Excerpts from a detection dataset
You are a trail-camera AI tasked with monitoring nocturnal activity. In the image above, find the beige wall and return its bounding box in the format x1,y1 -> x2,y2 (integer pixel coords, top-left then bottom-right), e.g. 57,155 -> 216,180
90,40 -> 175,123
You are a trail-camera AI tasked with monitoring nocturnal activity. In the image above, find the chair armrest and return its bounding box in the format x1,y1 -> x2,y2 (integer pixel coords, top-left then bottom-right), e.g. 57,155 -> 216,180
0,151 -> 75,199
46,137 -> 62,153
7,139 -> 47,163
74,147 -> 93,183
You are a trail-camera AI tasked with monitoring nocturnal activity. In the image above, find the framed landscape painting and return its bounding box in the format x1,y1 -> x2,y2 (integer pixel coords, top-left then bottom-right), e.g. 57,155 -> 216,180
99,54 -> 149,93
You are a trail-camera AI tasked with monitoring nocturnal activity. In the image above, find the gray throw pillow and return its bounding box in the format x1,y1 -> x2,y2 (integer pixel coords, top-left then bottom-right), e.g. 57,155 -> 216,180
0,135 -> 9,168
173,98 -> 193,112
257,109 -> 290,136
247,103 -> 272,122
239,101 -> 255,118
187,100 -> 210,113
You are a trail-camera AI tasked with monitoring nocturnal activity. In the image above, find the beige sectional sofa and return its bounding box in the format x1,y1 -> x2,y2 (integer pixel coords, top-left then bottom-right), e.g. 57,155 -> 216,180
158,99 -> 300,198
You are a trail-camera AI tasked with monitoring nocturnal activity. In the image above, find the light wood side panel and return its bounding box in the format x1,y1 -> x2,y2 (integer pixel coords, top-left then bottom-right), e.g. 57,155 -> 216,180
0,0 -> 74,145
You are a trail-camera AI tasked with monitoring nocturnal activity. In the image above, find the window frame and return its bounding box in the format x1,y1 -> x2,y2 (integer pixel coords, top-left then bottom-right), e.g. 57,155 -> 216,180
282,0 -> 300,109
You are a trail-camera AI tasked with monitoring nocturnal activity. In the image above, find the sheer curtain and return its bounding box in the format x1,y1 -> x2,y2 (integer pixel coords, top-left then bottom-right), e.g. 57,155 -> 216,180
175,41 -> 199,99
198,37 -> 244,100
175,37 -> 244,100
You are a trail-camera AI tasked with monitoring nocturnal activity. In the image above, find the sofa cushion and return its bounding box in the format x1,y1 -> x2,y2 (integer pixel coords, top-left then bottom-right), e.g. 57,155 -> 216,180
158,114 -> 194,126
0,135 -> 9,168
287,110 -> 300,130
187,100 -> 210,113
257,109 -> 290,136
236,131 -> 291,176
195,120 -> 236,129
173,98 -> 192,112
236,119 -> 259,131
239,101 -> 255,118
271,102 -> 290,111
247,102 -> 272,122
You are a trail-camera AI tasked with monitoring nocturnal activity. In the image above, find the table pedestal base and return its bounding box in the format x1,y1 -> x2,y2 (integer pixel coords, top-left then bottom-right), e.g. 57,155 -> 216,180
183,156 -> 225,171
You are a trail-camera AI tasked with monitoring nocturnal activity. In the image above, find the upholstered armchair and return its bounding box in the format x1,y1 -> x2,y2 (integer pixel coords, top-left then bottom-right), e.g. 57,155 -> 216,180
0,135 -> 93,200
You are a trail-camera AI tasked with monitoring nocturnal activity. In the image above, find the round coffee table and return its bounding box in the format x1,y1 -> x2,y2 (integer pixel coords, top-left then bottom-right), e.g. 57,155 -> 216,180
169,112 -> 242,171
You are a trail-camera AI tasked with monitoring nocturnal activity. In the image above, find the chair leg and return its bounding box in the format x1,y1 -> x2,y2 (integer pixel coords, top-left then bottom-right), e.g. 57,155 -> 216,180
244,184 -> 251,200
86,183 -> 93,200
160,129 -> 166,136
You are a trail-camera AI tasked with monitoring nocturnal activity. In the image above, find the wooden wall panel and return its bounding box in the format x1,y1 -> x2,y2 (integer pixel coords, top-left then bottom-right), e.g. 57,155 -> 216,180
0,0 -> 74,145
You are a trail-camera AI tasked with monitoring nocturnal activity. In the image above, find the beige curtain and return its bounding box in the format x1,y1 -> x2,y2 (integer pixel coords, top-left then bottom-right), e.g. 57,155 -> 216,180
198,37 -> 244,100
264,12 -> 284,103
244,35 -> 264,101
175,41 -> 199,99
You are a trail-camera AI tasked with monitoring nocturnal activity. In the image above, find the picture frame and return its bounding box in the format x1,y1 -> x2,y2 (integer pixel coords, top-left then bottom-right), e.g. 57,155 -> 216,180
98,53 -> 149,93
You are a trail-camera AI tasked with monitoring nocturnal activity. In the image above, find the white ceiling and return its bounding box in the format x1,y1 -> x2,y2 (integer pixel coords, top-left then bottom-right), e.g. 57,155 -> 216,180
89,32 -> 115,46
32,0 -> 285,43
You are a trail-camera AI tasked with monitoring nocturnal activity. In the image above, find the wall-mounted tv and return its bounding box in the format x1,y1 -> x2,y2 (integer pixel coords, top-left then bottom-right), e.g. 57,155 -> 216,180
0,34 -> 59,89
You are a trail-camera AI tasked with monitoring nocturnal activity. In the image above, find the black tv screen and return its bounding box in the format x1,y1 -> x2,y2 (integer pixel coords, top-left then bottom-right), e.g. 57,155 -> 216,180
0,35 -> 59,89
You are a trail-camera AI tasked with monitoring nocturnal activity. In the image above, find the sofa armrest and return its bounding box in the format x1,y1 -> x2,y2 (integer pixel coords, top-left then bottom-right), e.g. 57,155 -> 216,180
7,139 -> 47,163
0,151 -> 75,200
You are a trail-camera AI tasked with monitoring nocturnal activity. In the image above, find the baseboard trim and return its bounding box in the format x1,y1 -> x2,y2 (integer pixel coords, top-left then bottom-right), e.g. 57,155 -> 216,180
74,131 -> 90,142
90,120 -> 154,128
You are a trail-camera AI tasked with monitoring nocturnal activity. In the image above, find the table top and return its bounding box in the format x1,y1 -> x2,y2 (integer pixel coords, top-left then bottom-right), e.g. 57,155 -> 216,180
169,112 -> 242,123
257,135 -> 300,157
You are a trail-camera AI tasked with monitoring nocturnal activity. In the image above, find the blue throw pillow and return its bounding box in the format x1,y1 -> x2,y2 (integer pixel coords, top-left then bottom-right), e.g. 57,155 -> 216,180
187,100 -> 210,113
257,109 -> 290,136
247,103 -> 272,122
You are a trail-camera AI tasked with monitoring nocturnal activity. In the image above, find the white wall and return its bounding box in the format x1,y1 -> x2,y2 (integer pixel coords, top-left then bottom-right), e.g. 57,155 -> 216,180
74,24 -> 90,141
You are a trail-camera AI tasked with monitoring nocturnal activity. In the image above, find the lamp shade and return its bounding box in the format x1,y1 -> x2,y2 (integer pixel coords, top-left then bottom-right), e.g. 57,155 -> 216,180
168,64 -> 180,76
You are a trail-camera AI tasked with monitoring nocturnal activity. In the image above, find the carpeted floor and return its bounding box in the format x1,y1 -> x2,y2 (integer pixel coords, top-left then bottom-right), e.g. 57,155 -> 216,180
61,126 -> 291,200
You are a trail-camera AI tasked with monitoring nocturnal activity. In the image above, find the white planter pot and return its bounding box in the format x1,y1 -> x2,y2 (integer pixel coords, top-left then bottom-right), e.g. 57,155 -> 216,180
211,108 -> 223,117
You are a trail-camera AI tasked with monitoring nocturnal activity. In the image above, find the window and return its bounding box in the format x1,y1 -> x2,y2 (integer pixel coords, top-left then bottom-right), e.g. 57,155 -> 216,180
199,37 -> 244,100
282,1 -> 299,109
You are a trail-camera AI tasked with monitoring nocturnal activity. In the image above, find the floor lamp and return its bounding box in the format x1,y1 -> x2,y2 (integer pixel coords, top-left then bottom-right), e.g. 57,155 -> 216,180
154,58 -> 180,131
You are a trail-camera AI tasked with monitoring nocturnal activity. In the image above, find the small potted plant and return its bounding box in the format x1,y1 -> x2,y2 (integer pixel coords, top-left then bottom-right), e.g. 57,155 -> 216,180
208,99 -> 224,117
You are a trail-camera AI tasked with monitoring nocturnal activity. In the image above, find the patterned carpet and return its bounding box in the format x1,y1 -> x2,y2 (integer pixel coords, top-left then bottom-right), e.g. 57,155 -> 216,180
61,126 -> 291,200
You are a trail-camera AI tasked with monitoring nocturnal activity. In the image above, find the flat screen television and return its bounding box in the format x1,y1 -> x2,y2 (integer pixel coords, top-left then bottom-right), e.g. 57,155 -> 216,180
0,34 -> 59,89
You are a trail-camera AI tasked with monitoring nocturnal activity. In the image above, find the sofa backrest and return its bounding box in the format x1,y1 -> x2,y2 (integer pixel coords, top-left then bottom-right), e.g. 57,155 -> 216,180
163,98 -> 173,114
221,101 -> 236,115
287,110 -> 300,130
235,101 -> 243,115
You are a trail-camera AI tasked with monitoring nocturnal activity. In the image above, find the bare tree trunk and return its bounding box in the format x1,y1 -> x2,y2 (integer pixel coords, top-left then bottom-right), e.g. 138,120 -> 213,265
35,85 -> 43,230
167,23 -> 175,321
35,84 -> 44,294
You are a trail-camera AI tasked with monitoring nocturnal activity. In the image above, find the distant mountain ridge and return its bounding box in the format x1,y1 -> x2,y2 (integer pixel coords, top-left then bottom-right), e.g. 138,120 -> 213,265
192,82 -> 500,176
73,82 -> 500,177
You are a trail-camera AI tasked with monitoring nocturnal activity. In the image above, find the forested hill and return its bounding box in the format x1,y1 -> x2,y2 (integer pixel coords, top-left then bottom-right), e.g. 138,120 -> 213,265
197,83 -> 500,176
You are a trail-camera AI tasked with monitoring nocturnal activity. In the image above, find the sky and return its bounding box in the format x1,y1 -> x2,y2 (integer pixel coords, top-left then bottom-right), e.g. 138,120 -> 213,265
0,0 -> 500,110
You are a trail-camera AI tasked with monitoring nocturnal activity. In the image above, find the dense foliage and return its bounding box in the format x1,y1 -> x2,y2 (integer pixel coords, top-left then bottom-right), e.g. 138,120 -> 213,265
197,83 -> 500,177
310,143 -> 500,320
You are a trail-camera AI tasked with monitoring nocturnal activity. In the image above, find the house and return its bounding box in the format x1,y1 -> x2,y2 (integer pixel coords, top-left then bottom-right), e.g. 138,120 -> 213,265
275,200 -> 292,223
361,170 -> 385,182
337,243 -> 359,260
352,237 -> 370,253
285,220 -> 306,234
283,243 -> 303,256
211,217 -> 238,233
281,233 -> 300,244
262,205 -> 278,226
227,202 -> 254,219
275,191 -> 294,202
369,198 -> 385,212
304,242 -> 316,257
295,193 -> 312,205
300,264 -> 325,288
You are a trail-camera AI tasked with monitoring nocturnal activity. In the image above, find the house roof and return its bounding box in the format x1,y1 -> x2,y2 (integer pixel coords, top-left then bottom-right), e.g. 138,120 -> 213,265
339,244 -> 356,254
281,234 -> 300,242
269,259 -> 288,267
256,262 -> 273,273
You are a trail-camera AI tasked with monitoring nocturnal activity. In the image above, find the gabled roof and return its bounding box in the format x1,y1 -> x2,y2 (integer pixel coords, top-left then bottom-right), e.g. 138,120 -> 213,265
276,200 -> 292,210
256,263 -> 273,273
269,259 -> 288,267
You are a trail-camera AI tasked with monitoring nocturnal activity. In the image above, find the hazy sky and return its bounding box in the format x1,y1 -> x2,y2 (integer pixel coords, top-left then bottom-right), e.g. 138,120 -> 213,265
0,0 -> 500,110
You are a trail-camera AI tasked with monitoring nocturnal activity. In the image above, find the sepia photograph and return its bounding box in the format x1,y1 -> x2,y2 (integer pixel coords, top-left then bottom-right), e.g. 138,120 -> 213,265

_YOUR OBJECTIVE_. Copy everything from the line containing "the white ceiling" down to the line containing "0,151 -> 75,200", putting "dark tv screen" in place of "black tv screen" and keeping all else the same.

_WRITTEN SOLUTION_.
You are a trail-camera AI tasked with monitoring nocturnal activity. In the image above, find the white ceiling and return its bounding box in the format x1,y1 -> x2,y2 (integer pixel coords, top-left then bottom-right), e.g. 57,155 -> 216,180
89,32 -> 115,46
32,0 -> 285,43
You are a trail-camera AI tasked with monitoring nocturnal activity. In the image above, find the wall-mounted tv and return its bounding box in the format x1,y1 -> x2,y2 (integer pixel coords, top-left then bottom-right), e.g. 57,155 -> 216,180
0,34 -> 59,89
You are a trail-camera AI tasked with monitoring nocturnal activity. In the image above, find the dark tv screen and return its bounding box in the format x1,y1 -> x2,y2 (integer pixel coords, top-left then bottom-right), e.g. 57,155 -> 216,180
0,35 -> 59,89
You are a trail-camera AI tasked with monitoring nocturnal activity. In the image above, find the sofa armrest and return its bounding box in the format x1,y1 -> x2,y2 (integer pixel coords, top-left then bottom-right), e.g. 57,155 -> 216,180
7,139 -> 47,163
0,151 -> 75,200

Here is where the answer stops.